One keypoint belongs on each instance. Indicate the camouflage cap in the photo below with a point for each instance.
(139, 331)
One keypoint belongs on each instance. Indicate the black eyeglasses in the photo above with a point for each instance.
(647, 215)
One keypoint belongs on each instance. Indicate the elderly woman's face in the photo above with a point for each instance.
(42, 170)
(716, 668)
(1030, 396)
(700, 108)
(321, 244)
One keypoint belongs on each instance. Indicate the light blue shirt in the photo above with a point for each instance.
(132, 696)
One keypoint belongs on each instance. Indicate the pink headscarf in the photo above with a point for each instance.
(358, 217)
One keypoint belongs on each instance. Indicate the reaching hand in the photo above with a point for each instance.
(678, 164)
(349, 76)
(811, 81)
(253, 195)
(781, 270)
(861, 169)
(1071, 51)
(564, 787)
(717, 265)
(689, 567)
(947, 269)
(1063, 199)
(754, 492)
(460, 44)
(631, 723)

> WORK TO BE COMPLETED: What you should produce is an exact restatement of all the material.

> ANSWER TO THE EXERCISE:
One keypoint belongs on each instance. Indicate the camouflage cap in the photo below with a point for each instance.
(139, 331)
One keypoint belongs on each instance. Indicate the black eyeglasses in the photo above with a point for each instance.
(647, 215)
One keypoint belongs on each instance. Indicate the elderly woman's face in the photo above with a point for each instance.
(42, 170)
(716, 668)
(1030, 396)
(700, 108)
(321, 244)
One keypoint belongs on each instance. Indicate the light blue shirt in the photo above with a point for each instance.
(132, 696)
One keypoint belongs on each instance. Indicate the pink headscarf in the photo above with a point for each instance.
(358, 217)
One keypoint belongs on each instance. Indicate the reaching hand in the photo above with a point for each instance.
(678, 164)
(349, 76)
(811, 81)
(253, 195)
(781, 270)
(861, 169)
(1071, 51)
(564, 787)
(717, 265)
(689, 567)
(947, 269)
(1063, 199)
(754, 492)
(460, 44)
(631, 723)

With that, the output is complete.